Find the word "trousers" in the listing below, then return every line it appears in.

§

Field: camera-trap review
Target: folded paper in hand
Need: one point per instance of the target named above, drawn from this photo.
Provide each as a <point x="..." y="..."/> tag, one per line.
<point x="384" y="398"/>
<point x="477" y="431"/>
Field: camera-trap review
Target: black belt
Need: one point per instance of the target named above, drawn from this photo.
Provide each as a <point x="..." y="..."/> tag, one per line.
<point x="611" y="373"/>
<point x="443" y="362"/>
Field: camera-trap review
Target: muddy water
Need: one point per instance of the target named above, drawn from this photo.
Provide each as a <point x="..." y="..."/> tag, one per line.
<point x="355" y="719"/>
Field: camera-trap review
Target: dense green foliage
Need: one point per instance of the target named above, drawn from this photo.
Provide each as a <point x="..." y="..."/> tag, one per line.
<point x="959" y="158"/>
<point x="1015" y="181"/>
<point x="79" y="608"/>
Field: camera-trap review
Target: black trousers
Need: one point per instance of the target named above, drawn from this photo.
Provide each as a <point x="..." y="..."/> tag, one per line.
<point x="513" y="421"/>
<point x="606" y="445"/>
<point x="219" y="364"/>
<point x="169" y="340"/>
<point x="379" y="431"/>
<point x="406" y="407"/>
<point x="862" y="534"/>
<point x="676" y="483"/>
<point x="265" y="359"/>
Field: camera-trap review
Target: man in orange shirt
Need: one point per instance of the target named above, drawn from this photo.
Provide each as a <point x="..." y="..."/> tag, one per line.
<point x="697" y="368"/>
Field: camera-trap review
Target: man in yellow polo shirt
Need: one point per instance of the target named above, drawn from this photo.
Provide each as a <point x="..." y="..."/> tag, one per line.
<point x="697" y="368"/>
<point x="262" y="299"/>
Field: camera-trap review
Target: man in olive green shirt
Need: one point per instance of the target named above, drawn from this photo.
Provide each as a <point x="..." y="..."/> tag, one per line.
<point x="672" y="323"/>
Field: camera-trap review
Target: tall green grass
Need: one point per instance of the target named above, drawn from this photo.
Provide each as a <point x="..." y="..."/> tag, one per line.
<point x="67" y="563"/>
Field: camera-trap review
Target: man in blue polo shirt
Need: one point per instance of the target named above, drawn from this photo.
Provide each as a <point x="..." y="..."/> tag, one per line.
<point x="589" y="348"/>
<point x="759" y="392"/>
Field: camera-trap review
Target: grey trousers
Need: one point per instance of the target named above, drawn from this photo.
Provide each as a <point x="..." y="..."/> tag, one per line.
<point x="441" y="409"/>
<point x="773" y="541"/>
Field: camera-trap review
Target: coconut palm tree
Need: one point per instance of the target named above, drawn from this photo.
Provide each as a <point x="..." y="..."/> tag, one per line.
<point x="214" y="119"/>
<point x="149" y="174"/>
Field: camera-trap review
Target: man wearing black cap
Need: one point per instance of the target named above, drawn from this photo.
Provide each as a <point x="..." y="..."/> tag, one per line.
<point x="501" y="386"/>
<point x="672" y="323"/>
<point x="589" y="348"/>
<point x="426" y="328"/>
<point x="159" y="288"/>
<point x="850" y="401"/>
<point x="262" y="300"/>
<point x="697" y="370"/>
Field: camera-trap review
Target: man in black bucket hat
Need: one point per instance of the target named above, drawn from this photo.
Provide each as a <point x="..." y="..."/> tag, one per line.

§

## The answer
Target: black trousers
Target: grey trousers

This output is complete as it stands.